SET EXERCISE 1
Can you condense the paragraph in the passage on the old and new covenants that begins "You can almost feel the relief" into a short bulleted list of its main points?
SET EXERCISE 2
Pull out every line of the entries that contains the string "field", matching uppercase and lowercase exactly.

How would you and I -- how do you and I -- respond to such criticisms of our religious leaders -- say, to a suggestion that some particular archbishop in the past burned other Christians at the stake, or sold indulgences, or led a notoriously profligate life? We should probably answer -- and so would the Jews -- that all men are fallible, but that it is not the man himself who counts so much as the office, the position, the function he fulfils. In the case of a priest, it is not what he is so much as what he is mediating . And that is just another name for a covenant.

In military tactics it is common to speak of a 'fall-back position'. If you cannot hold one line of defence, you drop back to another. To switch from arguing about priesthood to arguing about the covenant which that priesthood was called to administer would be, for both reader and writer of this epistle, a logical step. We can imagine the Jewish argument: 'Certainly there were some bad priests. But to condemn the system or agreement because of the personal failings of its functionaries is one of the best-known red herrings in the business! The validity of a document is not undermined by the morals of the lawyer who draws it up: so long as it is properly drawn, it can withstand any criticism about the character of the man who drafted it.'

There can be no dispute about that! And so the discussion turns, smoothly and logically, to covenants. God's 'old' covenant with His people was embodied for them in two forms: one was His law and ordinances, and the other was the remarkable 'visual aid' He gave them -- the Tabernacle. He not only told them the way to Himself, and how they must approach Him: He showed it to them. The writer to the Hebrews described the Tabernacle is such terms as a 'parable' or 'allegory'. God's people had no real idea what He was like, and could never see Him, so what He did was to create a series of shapes or spaces and say to them, in effect, 'I am the God who fits into these spaces'. The spaces themselves gave form to the way to God, a way which ended -- where? At the Ark of the Covenant. Into that particular space, the Holy of holies, only the high priest might enter, and only once a year at that. [15/16]

The Old Covenant and the New

You can almost feel the relief on the side of the Jewish readers as this 'fall-back position', this method of rebuttal, dawned upon them! For it is not one that the writer could or would dispute. It is a good law, and a good theology. But the readers' relief was going to be short-lived, because the writer was going straight on to consider two covenants, the 'old' and the 'new'. Each covenant represented an agreed basis of approach to God. Each had a certain amount of 'small print', which specified conditions, and limited the application of the agreement. And our writer was quite certain that, between the old and new covenants, there was really no comparison: the new was and is immeasurably better.

MATERIAL FOR THE TASK
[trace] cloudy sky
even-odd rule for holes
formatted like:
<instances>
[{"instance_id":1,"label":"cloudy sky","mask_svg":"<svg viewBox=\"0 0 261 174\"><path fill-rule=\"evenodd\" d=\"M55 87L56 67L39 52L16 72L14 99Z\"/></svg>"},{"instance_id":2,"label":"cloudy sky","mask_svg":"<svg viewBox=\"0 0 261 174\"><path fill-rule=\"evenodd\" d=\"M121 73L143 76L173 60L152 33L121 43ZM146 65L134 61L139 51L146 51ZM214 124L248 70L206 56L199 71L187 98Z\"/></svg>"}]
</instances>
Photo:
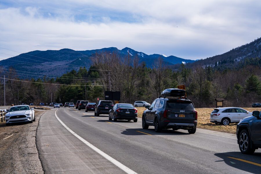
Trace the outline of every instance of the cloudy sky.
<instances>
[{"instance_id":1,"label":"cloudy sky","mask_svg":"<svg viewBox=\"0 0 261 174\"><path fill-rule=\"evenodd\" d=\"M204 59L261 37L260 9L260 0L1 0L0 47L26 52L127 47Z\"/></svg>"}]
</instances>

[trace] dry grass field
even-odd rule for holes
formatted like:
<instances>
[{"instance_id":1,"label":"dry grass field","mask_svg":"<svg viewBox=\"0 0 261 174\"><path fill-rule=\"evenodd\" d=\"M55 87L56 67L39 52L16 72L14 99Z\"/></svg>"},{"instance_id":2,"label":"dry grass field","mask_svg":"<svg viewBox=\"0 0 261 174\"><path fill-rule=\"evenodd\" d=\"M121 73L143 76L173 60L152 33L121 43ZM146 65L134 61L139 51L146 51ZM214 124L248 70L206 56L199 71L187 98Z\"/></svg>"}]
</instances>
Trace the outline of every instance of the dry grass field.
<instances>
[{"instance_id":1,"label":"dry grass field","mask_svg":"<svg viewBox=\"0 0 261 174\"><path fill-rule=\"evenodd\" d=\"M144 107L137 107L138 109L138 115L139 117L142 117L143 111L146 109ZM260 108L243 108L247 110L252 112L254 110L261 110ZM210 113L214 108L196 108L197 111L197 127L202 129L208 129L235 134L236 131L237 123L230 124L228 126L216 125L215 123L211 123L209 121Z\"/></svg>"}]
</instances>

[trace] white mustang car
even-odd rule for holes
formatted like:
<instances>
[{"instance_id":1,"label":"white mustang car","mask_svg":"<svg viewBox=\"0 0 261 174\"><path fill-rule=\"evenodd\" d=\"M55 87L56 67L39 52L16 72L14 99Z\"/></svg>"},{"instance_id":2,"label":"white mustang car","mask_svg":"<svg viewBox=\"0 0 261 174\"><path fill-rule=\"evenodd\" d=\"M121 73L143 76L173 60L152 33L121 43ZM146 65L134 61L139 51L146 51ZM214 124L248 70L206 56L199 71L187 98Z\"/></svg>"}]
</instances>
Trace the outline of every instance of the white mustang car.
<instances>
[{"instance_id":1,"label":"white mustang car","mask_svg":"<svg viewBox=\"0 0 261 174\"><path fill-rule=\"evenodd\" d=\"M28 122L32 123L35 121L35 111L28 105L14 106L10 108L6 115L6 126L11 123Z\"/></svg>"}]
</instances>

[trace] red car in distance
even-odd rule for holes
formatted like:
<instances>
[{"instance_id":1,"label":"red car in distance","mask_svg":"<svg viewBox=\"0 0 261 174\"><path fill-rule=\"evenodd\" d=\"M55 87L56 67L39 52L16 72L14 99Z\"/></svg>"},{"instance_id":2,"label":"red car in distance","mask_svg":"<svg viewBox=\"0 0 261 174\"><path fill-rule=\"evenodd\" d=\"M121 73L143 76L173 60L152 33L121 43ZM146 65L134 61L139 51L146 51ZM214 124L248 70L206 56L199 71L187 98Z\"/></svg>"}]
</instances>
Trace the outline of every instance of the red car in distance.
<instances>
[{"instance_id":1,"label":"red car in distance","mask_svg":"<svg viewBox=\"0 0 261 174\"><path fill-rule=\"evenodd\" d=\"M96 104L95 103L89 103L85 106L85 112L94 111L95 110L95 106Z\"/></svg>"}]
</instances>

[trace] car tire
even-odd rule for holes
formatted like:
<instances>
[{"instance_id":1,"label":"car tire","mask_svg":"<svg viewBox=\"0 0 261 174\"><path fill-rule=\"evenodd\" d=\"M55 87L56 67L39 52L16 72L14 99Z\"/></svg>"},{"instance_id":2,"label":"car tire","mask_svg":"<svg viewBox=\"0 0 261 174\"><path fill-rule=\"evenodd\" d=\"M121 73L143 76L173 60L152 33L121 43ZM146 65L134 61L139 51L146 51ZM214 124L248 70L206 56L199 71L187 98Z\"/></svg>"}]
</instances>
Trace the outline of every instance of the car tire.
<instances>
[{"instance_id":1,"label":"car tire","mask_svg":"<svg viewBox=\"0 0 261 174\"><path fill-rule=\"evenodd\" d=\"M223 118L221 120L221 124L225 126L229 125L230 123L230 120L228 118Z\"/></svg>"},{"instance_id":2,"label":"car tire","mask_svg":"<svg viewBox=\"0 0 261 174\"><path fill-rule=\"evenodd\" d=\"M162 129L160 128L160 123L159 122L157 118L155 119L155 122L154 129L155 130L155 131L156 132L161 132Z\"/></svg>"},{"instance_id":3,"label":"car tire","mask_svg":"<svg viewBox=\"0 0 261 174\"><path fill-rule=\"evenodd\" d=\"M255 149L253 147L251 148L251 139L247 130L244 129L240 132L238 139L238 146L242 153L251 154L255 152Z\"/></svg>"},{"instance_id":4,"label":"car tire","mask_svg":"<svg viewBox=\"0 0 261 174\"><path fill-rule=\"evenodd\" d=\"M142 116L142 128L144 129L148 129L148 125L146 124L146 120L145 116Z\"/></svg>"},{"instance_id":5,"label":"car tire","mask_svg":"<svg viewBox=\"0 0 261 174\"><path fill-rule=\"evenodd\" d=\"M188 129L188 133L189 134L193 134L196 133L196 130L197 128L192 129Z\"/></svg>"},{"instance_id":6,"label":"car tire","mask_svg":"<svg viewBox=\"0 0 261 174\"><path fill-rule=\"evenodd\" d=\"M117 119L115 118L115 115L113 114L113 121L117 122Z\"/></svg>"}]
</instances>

WRITTEN SOLUTION 1
- The Jewish readers likely felt relief as the "fall-back position," this method of rebuttal, dawned on them.
- The writer would not dispute that position, since it is good law and good theology.
- The relief was short-lived, because the writer went straight on to consider two covenants, the "old" and the "new."
- Each covenant was an agreed basis of approach to God, with "small print" that specified conditions and limited the agreement's application.
- The writer held that there was really no comparison between them: the new covenant was and is immeasurably better.

WRITTEN SOLUTION 2
[trace] dry grass field
[{"instance_id":1,"label":"dry grass field","mask_svg":"<svg viewBox=\"0 0 261 174\"><path fill-rule=\"evenodd\" d=\"M55 87L56 67L39 52L16 72L14 99Z\"/></svg>"},{"instance_id":2,"label":"dry grass field","mask_svg":"<svg viewBox=\"0 0 261 174\"><path fill-rule=\"evenodd\" d=\"M121 73L143 76L173 60L152 33L121 43ZM146 65L134 61L139 51L146 51ZM214 124L248 70L206 56L199 71L187 98Z\"/></svg>"}]
Trace the outline of every instance of the dry grass field.
[{"instance_id":1,"label":"dry grass field","mask_svg":"<svg viewBox=\"0 0 261 174\"><path fill-rule=\"evenodd\" d=\"M144 107L137 107L138 109L138 115L139 117L142 117L143 111L146 109ZM260 108L243 108L247 110L252 112L254 110L261 110ZM210 113L214 108L196 108L197 111L197 127L202 129L208 129L235 134L236 131L237 123L230 124L228 126L216 125L215 123L211 123L209 121Z\"/></svg>"}]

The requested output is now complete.